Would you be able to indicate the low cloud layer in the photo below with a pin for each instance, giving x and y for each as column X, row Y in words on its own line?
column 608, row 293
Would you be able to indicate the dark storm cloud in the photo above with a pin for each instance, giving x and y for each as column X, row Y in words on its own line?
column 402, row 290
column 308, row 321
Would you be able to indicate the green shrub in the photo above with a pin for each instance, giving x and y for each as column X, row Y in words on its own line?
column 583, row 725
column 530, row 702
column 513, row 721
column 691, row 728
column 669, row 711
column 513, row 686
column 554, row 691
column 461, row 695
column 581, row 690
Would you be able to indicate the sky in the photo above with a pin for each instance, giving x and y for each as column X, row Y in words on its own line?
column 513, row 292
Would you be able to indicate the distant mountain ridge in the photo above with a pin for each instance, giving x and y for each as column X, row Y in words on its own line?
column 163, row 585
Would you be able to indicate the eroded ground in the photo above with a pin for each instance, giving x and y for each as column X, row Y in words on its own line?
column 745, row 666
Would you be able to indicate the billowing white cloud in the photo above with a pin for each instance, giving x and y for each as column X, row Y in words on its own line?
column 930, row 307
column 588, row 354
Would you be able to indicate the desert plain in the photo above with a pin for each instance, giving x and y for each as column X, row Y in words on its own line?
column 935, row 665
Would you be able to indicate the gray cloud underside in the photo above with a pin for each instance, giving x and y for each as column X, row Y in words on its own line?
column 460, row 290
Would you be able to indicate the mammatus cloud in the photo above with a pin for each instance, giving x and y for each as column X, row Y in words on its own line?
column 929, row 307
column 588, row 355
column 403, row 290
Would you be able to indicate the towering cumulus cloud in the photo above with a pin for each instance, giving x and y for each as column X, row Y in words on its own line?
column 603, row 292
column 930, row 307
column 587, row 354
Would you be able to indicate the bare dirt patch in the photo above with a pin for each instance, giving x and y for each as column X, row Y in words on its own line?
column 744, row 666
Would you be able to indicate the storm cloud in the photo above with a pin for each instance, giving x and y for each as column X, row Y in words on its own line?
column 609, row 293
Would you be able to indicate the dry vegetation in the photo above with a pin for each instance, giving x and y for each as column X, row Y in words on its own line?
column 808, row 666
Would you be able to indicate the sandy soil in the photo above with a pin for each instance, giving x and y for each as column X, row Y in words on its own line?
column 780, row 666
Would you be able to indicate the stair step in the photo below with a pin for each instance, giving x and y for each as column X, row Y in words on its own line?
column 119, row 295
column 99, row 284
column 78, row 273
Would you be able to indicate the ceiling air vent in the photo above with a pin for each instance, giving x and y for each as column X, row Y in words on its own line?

:: WHAT IS BEING ASKED ::
Rewrite the lines starting with the one that contains "Would you be able to indicate the green" and going on through the one that contains "column 581, row 690", changing "green shrub" to "leafy bush" and leaving everything else as it is. Give only those lines.

:: WRITTEN REPLY ::
Would you be able to indicate the leafy bush in the photo above with a pin for each instance, giving x and y for each as column X, row Y in words on its own line?
column 583, row 725
column 530, row 702
column 513, row 721
column 691, row 728
column 669, row 711
column 513, row 686
column 554, row 691
column 461, row 695
column 581, row 690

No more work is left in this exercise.